PROBLEM TO SOLVE =>
An exact copy is needed of each line from the one including "Check that one keypoint sits on every instance of the tire" through the last line of the entries, both ends counted, with nothing added.
BEGIN EXCERPTED RECORDS
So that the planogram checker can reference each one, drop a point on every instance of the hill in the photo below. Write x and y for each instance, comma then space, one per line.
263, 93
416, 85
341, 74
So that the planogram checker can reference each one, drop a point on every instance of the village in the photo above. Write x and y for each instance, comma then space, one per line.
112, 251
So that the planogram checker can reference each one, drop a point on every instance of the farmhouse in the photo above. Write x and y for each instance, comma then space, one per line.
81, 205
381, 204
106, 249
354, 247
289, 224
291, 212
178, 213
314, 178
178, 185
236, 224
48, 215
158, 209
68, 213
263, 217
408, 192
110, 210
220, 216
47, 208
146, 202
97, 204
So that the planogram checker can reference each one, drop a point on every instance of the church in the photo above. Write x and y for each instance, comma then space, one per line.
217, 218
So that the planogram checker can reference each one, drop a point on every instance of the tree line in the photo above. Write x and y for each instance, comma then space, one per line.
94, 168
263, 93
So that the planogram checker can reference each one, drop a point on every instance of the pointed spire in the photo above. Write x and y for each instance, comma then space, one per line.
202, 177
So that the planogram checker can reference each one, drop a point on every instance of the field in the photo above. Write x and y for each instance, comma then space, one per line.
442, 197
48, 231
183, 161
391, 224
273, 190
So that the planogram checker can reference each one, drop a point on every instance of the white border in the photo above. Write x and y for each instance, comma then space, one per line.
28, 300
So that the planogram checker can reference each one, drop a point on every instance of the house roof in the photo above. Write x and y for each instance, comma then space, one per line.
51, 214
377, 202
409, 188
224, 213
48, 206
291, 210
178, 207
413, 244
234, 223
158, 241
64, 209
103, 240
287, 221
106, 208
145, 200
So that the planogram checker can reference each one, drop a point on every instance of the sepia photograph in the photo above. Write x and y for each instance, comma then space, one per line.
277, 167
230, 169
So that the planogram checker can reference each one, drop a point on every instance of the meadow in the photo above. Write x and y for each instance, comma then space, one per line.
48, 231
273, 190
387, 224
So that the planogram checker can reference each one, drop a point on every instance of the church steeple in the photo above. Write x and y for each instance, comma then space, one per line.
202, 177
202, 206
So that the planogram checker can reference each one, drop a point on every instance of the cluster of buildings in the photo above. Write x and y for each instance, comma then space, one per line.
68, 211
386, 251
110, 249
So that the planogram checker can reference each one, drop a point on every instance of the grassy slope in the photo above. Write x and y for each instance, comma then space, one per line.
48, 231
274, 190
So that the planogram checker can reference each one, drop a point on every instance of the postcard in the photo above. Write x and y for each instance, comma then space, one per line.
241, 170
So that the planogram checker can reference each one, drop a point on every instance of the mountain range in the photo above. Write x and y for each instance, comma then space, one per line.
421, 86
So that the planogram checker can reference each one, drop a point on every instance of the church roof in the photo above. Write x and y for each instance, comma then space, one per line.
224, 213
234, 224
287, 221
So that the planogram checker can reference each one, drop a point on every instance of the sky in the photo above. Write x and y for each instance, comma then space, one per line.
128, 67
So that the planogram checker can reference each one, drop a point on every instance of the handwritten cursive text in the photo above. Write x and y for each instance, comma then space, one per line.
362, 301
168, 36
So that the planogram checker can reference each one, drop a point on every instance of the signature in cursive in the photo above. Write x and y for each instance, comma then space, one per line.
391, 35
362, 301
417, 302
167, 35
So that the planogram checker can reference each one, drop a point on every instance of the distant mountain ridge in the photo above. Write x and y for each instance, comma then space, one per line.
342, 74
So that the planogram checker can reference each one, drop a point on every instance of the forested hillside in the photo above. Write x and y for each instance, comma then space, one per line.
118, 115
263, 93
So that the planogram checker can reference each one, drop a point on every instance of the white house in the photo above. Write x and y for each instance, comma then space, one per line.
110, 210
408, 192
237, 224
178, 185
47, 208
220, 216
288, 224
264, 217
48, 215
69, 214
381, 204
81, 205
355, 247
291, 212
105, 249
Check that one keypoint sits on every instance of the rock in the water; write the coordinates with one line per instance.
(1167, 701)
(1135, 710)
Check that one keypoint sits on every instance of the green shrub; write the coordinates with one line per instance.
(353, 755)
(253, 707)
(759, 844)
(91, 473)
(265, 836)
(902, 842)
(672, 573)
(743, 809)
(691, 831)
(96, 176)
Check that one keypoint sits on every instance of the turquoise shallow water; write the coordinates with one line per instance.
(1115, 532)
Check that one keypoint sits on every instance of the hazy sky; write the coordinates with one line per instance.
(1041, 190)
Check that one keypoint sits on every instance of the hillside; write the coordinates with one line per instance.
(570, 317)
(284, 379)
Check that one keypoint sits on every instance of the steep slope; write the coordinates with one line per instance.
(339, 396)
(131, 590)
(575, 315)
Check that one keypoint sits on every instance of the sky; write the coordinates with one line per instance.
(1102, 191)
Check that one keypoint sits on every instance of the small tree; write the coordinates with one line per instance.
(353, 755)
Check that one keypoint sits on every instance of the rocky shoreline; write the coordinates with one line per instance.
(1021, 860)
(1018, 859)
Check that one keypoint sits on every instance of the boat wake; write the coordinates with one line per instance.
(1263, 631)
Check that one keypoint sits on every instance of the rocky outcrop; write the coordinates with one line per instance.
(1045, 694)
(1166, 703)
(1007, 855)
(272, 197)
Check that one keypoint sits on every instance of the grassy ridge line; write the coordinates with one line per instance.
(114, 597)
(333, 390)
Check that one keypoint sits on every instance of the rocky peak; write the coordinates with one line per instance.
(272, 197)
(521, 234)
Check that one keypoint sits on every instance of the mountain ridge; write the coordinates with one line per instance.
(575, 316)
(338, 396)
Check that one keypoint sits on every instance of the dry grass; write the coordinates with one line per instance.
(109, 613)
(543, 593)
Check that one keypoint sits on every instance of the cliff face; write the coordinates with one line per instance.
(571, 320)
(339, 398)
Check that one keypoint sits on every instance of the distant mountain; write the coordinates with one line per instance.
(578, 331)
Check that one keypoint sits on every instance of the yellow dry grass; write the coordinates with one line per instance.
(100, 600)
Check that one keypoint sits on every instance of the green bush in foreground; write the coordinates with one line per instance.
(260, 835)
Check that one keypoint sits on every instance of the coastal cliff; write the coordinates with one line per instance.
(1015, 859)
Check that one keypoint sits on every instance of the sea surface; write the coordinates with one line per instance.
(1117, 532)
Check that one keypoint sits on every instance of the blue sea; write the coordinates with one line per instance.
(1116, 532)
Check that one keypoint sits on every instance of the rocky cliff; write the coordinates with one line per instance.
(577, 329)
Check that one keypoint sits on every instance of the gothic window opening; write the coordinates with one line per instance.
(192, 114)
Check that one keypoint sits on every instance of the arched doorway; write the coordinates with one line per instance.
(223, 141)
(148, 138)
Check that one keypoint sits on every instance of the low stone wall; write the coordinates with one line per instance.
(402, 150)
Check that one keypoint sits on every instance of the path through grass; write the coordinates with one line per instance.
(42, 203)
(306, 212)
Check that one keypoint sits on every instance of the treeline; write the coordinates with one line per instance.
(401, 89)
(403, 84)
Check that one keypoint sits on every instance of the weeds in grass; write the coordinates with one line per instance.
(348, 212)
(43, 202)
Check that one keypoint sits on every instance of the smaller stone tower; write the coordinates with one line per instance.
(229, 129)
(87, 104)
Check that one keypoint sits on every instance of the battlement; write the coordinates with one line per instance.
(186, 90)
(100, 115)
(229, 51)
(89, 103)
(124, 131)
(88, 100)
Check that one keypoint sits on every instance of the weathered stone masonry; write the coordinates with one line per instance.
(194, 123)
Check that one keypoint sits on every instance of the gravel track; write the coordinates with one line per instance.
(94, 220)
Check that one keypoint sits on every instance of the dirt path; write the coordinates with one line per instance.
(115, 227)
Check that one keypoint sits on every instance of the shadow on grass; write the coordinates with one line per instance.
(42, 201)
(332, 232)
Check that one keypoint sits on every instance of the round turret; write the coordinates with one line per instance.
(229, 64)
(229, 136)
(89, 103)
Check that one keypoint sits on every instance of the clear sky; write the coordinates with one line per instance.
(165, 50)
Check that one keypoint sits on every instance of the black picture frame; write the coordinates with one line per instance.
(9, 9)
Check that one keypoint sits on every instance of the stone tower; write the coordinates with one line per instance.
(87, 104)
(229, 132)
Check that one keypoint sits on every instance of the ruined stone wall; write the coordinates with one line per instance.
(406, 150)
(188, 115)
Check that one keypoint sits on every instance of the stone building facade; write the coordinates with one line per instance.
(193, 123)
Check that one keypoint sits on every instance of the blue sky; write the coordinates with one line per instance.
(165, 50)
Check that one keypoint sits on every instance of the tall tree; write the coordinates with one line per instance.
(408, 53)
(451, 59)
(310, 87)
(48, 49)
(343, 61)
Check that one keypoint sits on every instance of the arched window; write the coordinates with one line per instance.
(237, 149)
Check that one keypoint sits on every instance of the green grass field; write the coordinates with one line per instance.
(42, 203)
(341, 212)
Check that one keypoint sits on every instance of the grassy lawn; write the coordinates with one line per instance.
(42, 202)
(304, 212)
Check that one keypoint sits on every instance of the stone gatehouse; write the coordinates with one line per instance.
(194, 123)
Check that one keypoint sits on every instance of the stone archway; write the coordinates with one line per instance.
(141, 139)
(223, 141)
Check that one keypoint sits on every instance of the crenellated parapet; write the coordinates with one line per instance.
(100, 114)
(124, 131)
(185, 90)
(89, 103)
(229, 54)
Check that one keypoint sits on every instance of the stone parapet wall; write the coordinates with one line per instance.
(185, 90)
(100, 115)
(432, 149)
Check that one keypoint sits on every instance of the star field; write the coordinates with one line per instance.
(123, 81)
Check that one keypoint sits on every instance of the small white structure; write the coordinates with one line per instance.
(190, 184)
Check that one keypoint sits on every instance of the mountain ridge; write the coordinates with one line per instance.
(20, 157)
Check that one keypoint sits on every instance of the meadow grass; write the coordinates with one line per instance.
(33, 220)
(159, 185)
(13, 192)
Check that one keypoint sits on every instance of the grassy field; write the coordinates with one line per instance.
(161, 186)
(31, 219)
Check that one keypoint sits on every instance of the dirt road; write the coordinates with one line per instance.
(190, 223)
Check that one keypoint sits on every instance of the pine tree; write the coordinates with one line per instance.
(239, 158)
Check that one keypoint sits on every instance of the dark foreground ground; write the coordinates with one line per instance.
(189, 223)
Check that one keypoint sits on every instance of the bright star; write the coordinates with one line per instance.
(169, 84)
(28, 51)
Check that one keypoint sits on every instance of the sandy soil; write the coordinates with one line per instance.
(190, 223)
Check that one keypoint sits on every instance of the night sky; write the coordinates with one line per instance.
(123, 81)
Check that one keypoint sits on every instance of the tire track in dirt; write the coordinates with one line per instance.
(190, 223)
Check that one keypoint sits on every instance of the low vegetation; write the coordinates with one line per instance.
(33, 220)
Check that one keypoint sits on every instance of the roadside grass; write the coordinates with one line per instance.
END EXCERPTED RECORDS
OUTPUT =>
Check that one keypoint sits on every instance of the tire track in dirt; write the coordinates with one line per instance.
(190, 223)
Check that one keypoint sits on every instance of the low vegetation; write the coordinates with one line per instance.
(33, 220)
Check that one keypoint sits on every instance of the roadside grass; write the coordinates with one line per instance.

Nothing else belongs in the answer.